# REQUIRED WORK:
Recast the entries from the line with "Task: indicate one point on every instance of the litter" through the end of the entries, both included, as a Markdown table with columns Row and Line text, numbering each line and leaving out blank lines.

[THE RECORDS start]

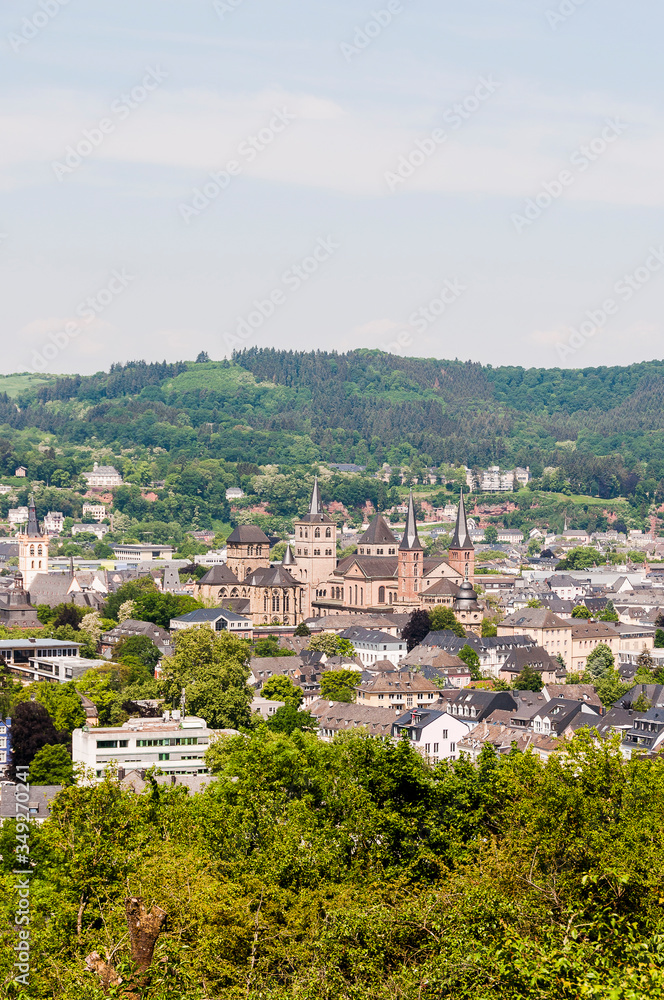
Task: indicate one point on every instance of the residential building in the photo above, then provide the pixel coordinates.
(586, 636)
(432, 732)
(95, 511)
(647, 732)
(32, 549)
(534, 657)
(545, 628)
(265, 707)
(15, 608)
(141, 552)
(473, 705)
(132, 627)
(38, 807)
(334, 717)
(5, 745)
(492, 651)
(371, 645)
(568, 588)
(93, 529)
(398, 691)
(17, 516)
(174, 744)
(103, 475)
(218, 619)
(54, 522)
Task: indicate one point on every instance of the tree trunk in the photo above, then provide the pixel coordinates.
(144, 929)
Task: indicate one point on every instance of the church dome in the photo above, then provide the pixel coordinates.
(466, 599)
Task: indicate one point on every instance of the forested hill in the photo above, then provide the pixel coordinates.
(268, 406)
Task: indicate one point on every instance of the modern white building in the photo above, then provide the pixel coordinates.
(58, 655)
(432, 732)
(96, 511)
(141, 552)
(173, 744)
(371, 645)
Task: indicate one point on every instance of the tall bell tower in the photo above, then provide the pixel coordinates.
(411, 561)
(461, 556)
(32, 549)
(315, 548)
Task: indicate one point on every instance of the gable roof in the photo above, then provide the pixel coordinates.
(378, 533)
(218, 576)
(246, 534)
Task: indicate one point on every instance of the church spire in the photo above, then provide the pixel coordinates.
(32, 530)
(461, 538)
(315, 507)
(410, 537)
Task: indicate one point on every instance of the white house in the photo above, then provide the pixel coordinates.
(103, 475)
(218, 619)
(432, 732)
(96, 511)
(54, 522)
(174, 744)
(371, 645)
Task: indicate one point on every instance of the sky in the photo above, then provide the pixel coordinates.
(478, 180)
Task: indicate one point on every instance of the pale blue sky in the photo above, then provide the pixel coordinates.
(345, 116)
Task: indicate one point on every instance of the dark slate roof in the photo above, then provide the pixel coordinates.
(219, 576)
(411, 541)
(315, 515)
(373, 567)
(275, 576)
(209, 615)
(246, 534)
(461, 538)
(443, 587)
(378, 533)
(530, 656)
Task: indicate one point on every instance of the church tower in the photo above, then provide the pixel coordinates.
(411, 561)
(32, 549)
(462, 551)
(315, 548)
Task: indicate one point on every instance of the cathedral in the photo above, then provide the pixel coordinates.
(383, 576)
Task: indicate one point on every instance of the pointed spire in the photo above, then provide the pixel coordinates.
(315, 507)
(410, 537)
(32, 530)
(461, 538)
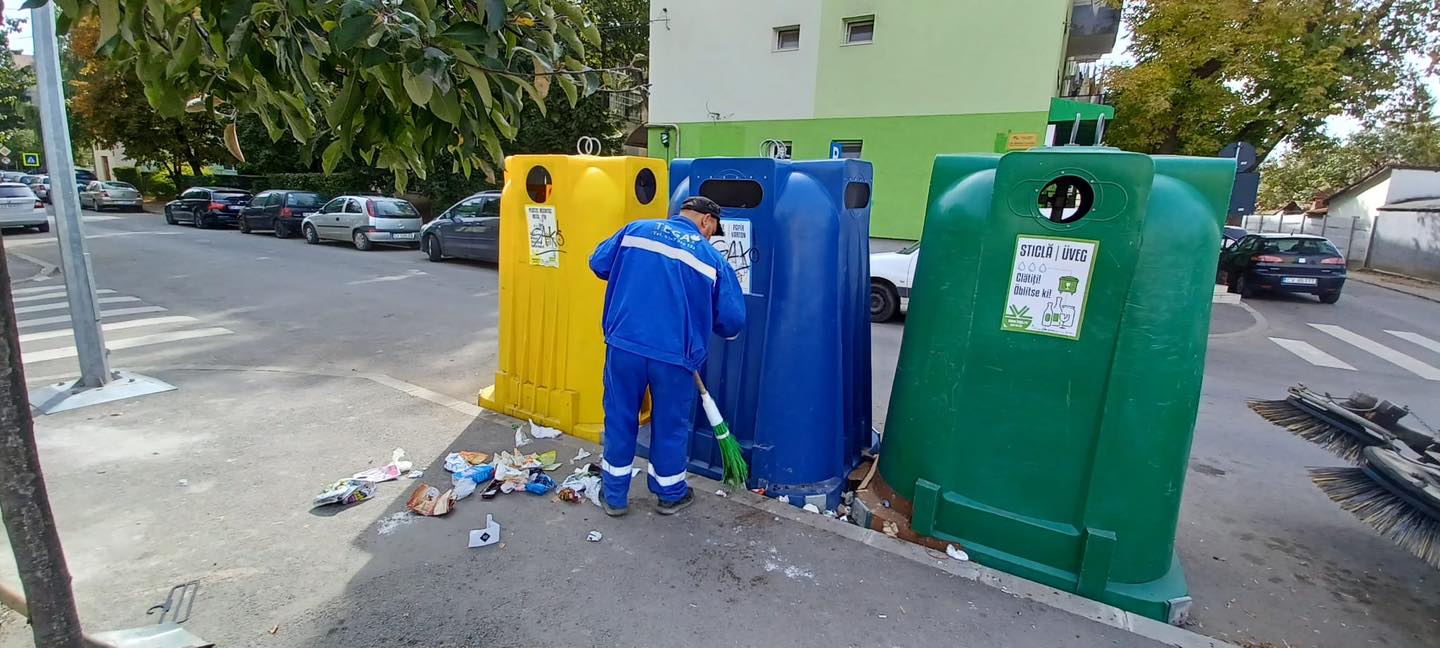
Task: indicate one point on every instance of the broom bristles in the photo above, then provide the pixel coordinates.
(736, 473)
(1396, 519)
(1309, 428)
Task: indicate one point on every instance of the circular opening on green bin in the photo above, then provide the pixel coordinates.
(645, 186)
(537, 185)
(1066, 199)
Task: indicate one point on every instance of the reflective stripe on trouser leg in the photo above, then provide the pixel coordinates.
(673, 416)
(624, 393)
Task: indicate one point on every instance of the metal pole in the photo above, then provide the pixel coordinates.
(23, 500)
(79, 284)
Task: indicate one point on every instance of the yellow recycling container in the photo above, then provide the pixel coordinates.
(553, 212)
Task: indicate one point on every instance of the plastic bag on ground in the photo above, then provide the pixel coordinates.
(346, 491)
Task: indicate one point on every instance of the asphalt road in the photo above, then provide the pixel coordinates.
(1267, 556)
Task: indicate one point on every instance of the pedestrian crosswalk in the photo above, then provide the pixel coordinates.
(1347, 349)
(46, 334)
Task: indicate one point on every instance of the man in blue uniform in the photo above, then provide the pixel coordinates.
(667, 291)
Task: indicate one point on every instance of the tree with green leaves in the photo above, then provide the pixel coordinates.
(110, 100)
(1210, 72)
(395, 84)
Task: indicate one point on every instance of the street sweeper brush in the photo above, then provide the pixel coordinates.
(1344, 426)
(1397, 496)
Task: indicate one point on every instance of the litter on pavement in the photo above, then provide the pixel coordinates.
(346, 491)
(390, 471)
(428, 500)
(490, 534)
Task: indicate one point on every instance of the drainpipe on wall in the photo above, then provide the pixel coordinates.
(674, 140)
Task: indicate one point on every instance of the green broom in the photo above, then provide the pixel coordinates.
(735, 470)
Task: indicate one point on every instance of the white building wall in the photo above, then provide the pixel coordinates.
(1352, 216)
(735, 36)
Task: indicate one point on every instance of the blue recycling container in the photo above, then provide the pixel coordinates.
(795, 383)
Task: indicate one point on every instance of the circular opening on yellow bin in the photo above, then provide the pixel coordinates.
(537, 185)
(1066, 199)
(645, 186)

[THE RECORDS end]

# CORRECT OUTPUT:
| Row | Line text |
|---|---|
| 1 | Task: indicate one point on every instance of the litter on pavement in the photo above, then provide the pixel coordinates. |
| 2 | (346, 491) |
| 3 | (390, 471) |
| 4 | (428, 500) |
| 5 | (490, 534) |
| 6 | Task: indicate one point on every instance of the drainpipe on wall in the photo above, then provide the pixel coordinates. |
| 7 | (674, 140) |
| 8 | Task: indicate one point on every instance of the green broom in the photo above, then provide the pixel coordinates. |
| 9 | (735, 470) |
| 10 | Task: indicate one point on every instance of the white building wall in the photo above, then provide the pixel coordinates. |
| 11 | (1352, 216) |
| 12 | (735, 36) |
| 13 | Task: indicate one point on every instance of the blue recycling container in the photo above, then provide the pixel coordinates. |
| 14 | (795, 383) |
| 15 | Task: indicate one point on every instance of the circular opening on yellow bin in the photo above, then provide the pixel coordinates. |
| 16 | (537, 185) |
| 17 | (1066, 199) |
| 18 | (645, 186) |